Listed records »
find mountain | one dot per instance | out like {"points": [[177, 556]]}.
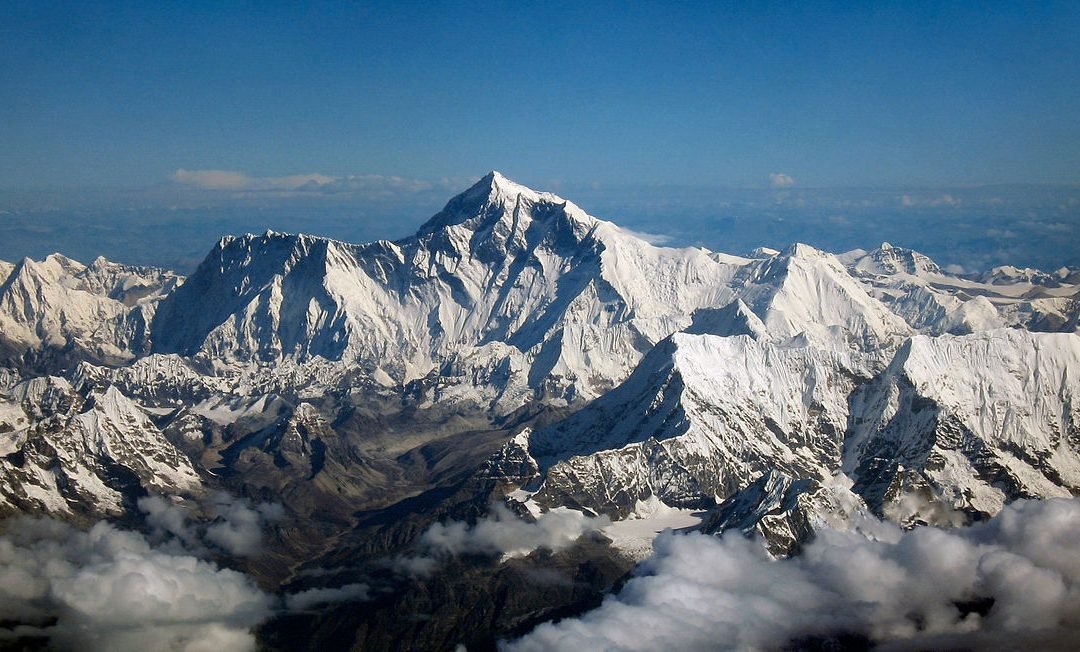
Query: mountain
{"points": [[935, 301], [57, 311], [699, 419], [380, 398], [970, 422], [505, 287], [84, 453]]}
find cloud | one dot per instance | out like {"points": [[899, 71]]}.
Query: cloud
{"points": [[228, 179], [372, 186], [237, 528], [1012, 582], [501, 532], [306, 599], [779, 179], [110, 589]]}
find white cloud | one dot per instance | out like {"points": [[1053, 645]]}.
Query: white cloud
{"points": [[239, 526], [306, 599], [228, 179], [779, 179], [917, 589], [369, 186], [501, 532], [110, 589]]}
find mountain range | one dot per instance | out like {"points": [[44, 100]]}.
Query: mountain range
{"points": [[518, 352]]}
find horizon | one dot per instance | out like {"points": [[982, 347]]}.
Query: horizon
{"points": [[145, 132]]}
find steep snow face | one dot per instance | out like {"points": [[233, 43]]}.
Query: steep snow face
{"points": [[66, 452], [970, 423], [579, 299], [806, 293], [934, 301], [699, 419], [786, 512], [98, 312]]}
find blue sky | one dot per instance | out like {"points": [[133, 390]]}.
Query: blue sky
{"points": [[686, 93]]}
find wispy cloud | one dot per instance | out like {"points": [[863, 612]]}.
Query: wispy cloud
{"points": [[228, 179], [366, 185], [501, 532], [779, 179], [111, 589]]}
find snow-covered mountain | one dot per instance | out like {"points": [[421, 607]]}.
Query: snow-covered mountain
{"points": [[516, 348], [57, 311], [970, 422], [82, 452], [505, 287], [935, 301]]}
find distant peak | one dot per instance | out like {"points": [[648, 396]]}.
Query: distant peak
{"points": [[802, 250], [494, 198]]}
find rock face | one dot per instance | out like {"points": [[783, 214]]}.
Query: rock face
{"points": [[515, 290], [56, 312], [977, 421], [82, 452]]}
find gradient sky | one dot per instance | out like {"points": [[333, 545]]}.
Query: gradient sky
{"points": [[694, 93]]}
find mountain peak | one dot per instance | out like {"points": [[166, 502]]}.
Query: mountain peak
{"points": [[494, 199]]}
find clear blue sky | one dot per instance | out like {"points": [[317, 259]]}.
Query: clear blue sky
{"points": [[696, 93]]}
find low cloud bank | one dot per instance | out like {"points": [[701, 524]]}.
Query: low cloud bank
{"points": [[237, 529], [501, 532], [110, 589], [1011, 582]]}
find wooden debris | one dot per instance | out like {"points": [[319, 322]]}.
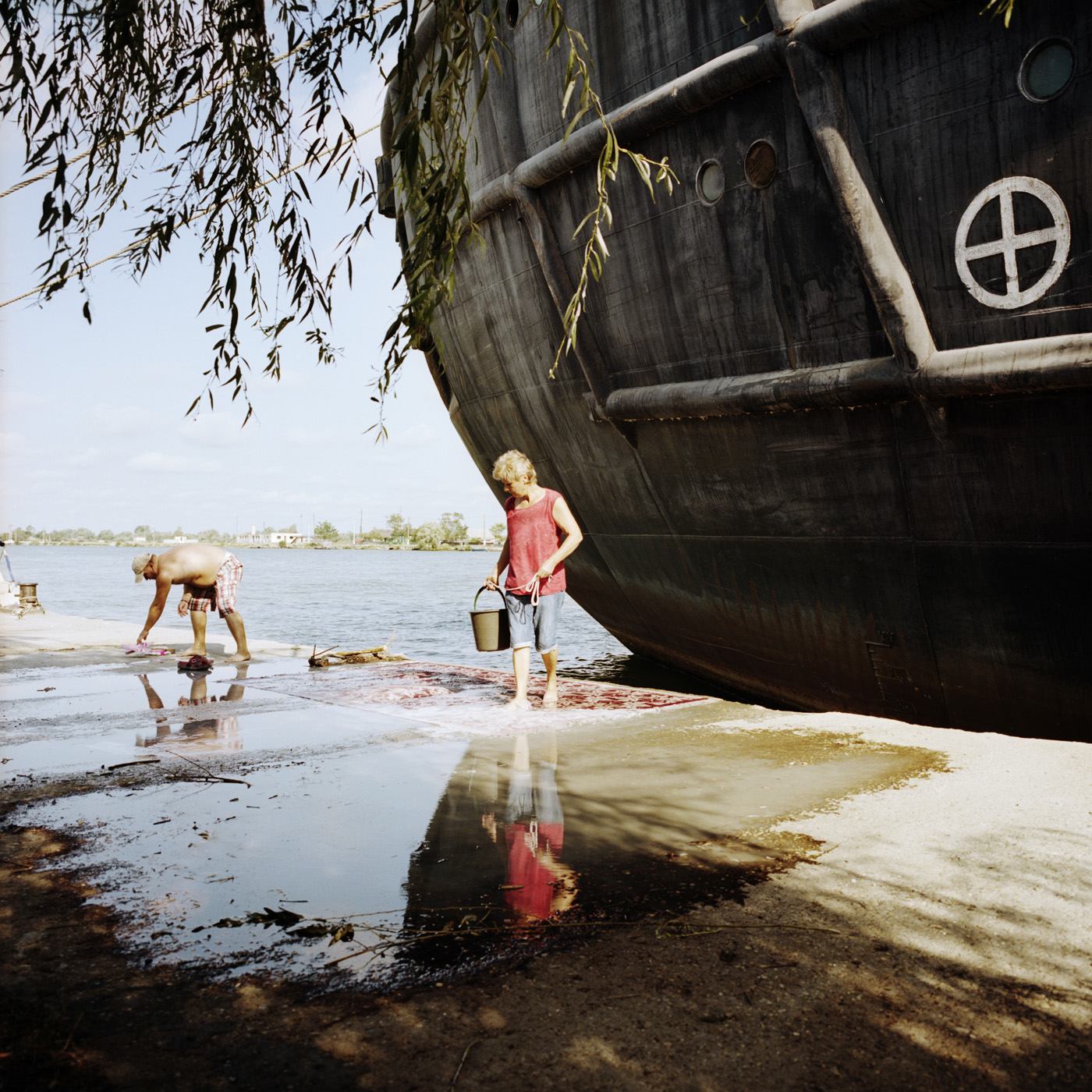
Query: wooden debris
{"points": [[328, 657]]}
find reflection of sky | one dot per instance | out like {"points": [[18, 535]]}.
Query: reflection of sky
{"points": [[325, 837], [92, 426]]}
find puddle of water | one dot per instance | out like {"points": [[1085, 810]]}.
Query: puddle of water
{"points": [[215, 729], [436, 852], [93, 693]]}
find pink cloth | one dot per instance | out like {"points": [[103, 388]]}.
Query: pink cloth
{"points": [[144, 649], [532, 537]]}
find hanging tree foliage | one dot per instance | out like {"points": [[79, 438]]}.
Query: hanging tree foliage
{"points": [[101, 87]]}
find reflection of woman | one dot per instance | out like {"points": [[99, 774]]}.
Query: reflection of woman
{"points": [[537, 885]]}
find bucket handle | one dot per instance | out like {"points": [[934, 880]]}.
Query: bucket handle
{"points": [[484, 587]]}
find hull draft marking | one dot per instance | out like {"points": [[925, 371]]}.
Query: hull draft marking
{"points": [[1010, 243]]}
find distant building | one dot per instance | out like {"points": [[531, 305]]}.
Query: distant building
{"points": [[254, 538]]}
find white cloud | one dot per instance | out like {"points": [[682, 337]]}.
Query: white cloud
{"points": [[156, 462]]}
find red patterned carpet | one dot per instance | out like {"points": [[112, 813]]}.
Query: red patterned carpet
{"points": [[431, 691]]}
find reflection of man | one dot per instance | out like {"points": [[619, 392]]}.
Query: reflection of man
{"points": [[540, 886], [223, 729], [211, 578]]}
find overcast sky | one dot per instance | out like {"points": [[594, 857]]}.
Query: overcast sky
{"points": [[93, 427]]}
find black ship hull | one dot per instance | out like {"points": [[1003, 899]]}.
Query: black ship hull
{"points": [[813, 462]]}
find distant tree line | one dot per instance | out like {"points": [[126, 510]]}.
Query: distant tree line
{"points": [[449, 530], [78, 537]]}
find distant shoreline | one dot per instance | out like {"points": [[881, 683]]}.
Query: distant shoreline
{"points": [[332, 546]]}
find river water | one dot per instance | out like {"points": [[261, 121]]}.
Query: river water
{"points": [[417, 602]]}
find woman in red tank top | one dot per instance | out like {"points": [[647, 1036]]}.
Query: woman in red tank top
{"points": [[542, 533]]}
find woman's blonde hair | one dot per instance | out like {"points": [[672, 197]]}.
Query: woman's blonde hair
{"points": [[512, 466]]}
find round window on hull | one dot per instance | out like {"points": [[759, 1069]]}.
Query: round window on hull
{"points": [[1048, 70], [760, 164], [710, 183]]}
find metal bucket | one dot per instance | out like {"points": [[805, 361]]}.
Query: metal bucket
{"points": [[491, 627]]}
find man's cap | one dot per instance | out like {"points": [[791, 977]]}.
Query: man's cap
{"points": [[140, 564]]}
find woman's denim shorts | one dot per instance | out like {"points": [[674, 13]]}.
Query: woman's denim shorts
{"points": [[538, 625]]}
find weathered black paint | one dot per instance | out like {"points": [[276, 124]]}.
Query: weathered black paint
{"points": [[914, 555]]}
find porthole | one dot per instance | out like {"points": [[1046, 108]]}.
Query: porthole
{"points": [[1048, 70], [710, 183], [760, 164]]}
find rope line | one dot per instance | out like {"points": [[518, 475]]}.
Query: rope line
{"points": [[189, 220], [190, 101]]}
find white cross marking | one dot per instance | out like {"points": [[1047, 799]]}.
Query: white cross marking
{"points": [[1010, 242]]}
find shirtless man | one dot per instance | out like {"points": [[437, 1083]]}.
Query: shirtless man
{"points": [[211, 578]]}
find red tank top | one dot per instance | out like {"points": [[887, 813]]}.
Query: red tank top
{"points": [[532, 537]]}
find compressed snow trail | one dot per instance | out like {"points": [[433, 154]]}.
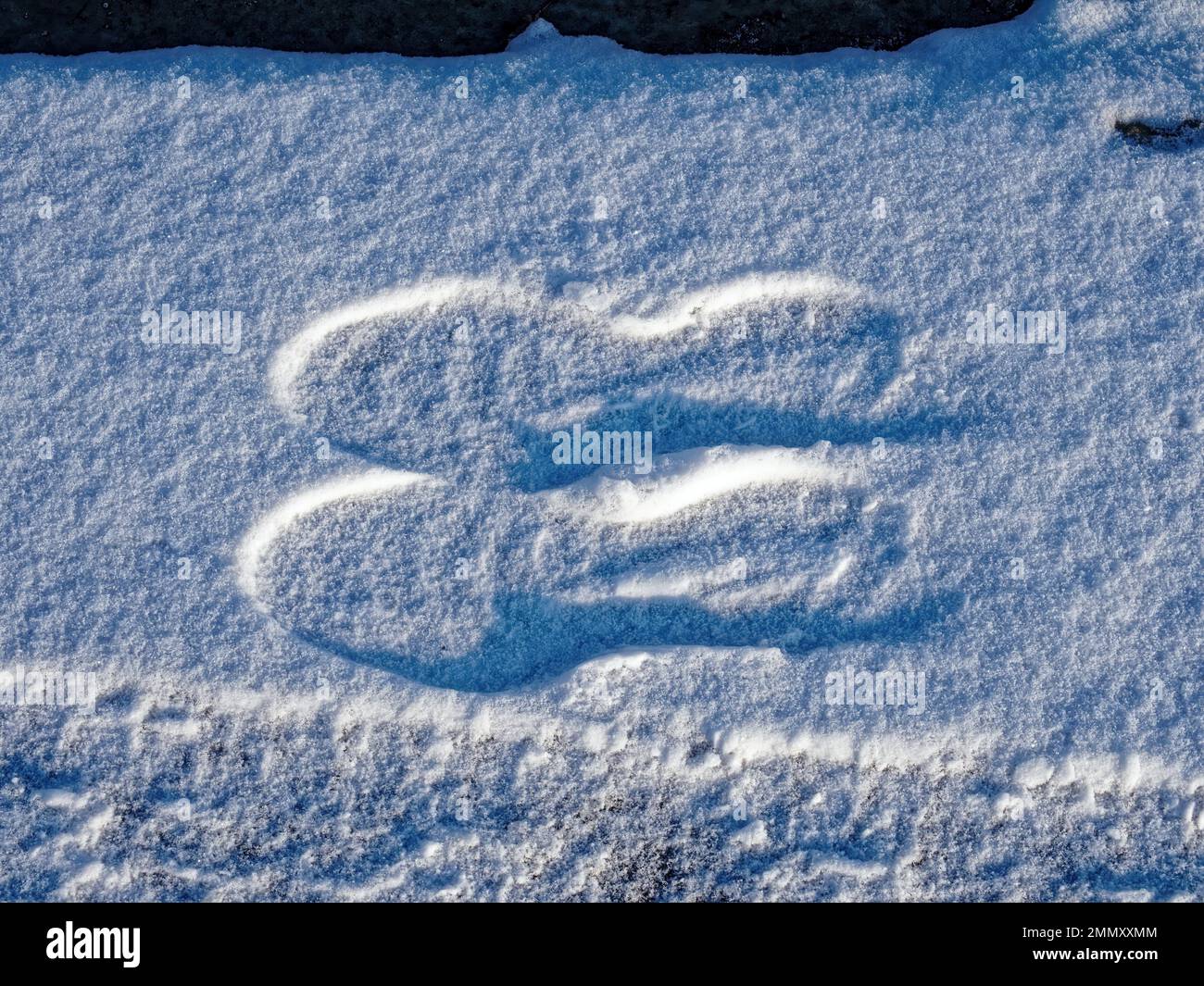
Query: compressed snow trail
{"points": [[1020, 525]]}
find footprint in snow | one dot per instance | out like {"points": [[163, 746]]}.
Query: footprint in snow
{"points": [[472, 556]]}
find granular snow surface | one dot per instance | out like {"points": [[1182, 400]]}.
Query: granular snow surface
{"points": [[871, 602]]}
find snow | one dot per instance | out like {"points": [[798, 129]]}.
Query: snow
{"points": [[324, 680]]}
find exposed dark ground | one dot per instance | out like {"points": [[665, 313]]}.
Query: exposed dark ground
{"points": [[477, 27]]}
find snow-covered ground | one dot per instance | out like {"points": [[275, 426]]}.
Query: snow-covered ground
{"points": [[357, 629]]}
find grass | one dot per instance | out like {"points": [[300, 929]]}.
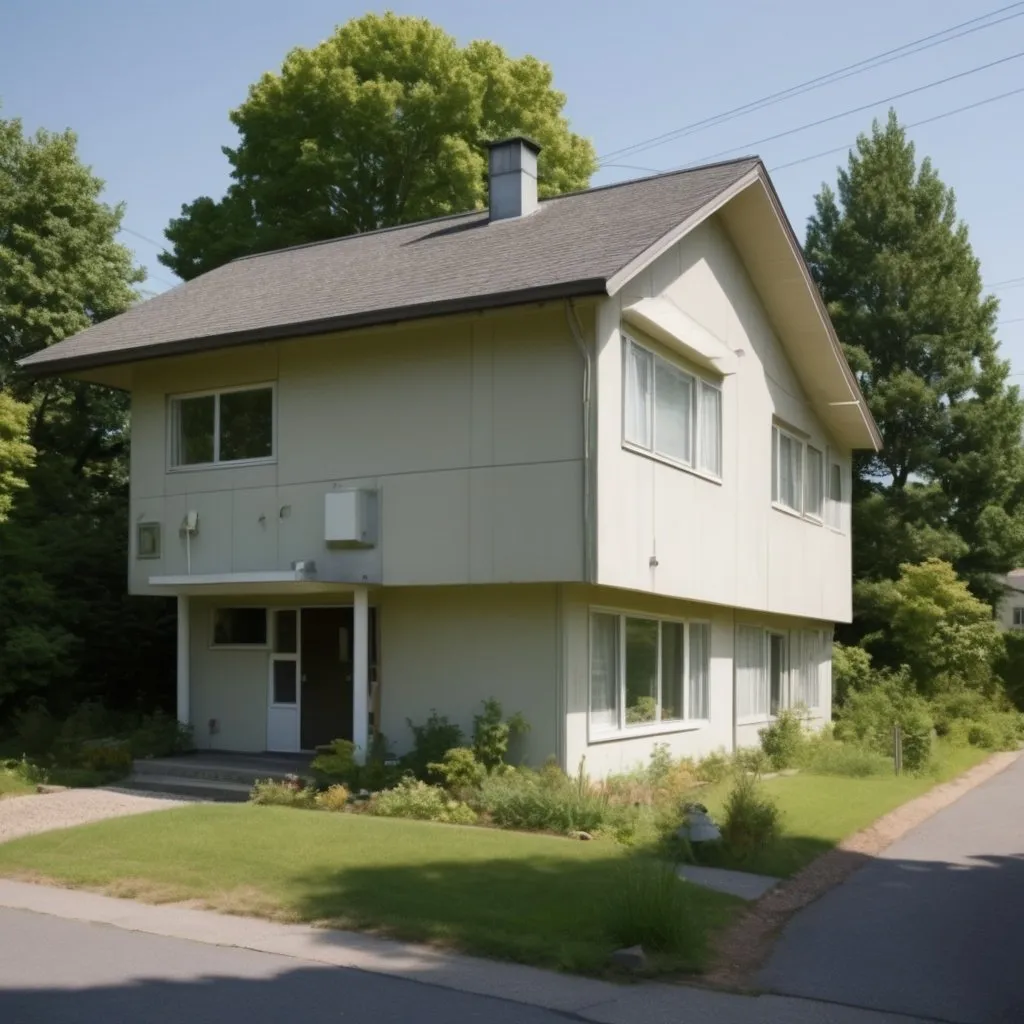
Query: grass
{"points": [[529, 898], [820, 810]]}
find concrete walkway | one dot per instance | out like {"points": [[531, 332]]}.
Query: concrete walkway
{"points": [[934, 927], [293, 946]]}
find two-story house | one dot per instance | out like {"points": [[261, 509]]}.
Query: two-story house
{"points": [[589, 456]]}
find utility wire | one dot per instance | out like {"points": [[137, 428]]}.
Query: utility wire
{"points": [[856, 110], [868, 64]]}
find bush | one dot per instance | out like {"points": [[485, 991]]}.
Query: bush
{"points": [[784, 738], [751, 819], [492, 735], [652, 907], [829, 757], [273, 793], [414, 799], [430, 742], [462, 773], [334, 798]]}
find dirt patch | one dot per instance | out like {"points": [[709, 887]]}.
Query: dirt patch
{"points": [[743, 946]]}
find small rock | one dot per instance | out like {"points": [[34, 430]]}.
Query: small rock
{"points": [[631, 958]]}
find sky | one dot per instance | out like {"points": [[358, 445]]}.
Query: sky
{"points": [[147, 87]]}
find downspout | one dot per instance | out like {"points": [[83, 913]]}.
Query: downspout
{"points": [[578, 336]]}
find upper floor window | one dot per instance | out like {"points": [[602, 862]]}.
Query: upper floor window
{"points": [[671, 413], [232, 425]]}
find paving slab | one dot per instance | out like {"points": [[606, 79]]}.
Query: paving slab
{"points": [[741, 884]]}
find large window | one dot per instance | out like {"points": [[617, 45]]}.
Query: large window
{"points": [[776, 670], [646, 671], [236, 425], [671, 413]]}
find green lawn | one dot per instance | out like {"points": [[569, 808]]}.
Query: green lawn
{"points": [[820, 810], [536, 899]]}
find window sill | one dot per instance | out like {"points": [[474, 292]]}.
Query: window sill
{"points": [[233, 464], [666, 461], [651, 729]]}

Exercise details » Starting with the first line of the data above, write out each line exactly up to and including the line that holds "find low cloud". Pictures stay out.

Answer to the problem »
find mountain | one dot per instance | out like {"points": [[177, 556]]}.
Query: mountain
{"points": [[935, 301], [57, 311], [699, 419], [380, 398], [970, 422], [505, 287], [84, 453]]}
find cloud | one dot per instance | out like {"points": [[899, 71]]}.
Query: cloud
{"points": [[228, 179], [372, 186], [237, 528], [1012, 582], [501, 532], [306, 599], [779, 179], [110, 589]]}
find white cloud | one dot per instance | out like {"points": [[1053, 645]]}.
Query: white cloud
{"points": [[239, 526], [306, 599], [228, 179], [779, 179], [917, 589], [369, 186], [501, 532], [110, 589]]}
find mountain range | one dot per instance | out like {"points": [[44, 100]]}.
Query: mountain range
{"points": [[518, 352]]}
find horizon | one dot per instance | out like {"points": [[982, 347]]}.
Query: horizon
{"points": [[145, 132]]}
find steep snow face | one dot per instance | out like {"points": [[233, 43]]}.
Query: steep snow face
{"points": [[66, 452], [970, 423], [579, 299], [806, 293], [934, 301], [699, 419], [786, 512], [98, 312]]}
find blue sky | one dot per instance | out like {"points": [[133, 390]]}.
Query: blue sky
{"points": [[686, 93]]}
find wispy cloud | one dot per instance | out like {"points": [[863, 612]]}.
Query: wispy cloud
{"points": [[228, 179], [366, 185], [501, 532], [779, 179], [111, 589]]}
find snow-covered mountain | one dot per instance | out like {"points": [[421, 607]]}.
Query: snow-covered mountain
{"points": [[516, 348], [57, 311], [970, 422], [82, 452], [505, 287], [935, 301]]}
find distant peak | one dot per instance | out like {"points": [[648, 396]]}.
Query: distant peak
{"points": [[802, 250], [494, 198]]}
find rock face | one dot per instance | out like {"points": [[783, 214]]}.
Query: rock face
{"points": [[515, 290], [56, 312], [977, 421], [82, 452]]}
find gradient sky | one dot per instance | out like {"points": [[333, 545]]}.
Query: gradient sky
{"points": [[694, 93]]}
find mountain peak | one dot per instance | out like {"points": [[166, 502]]}.
Query: mountain peak
{"points": [[494, 199]]}
find clear blue sky | one dot per instance | out like {"points": [[317, 259]]}.
Query: clear blue sky
{"points": [[696, 93]]}
find low cloud bank | one dot per instance | out like {"points": [[701, 524]]}.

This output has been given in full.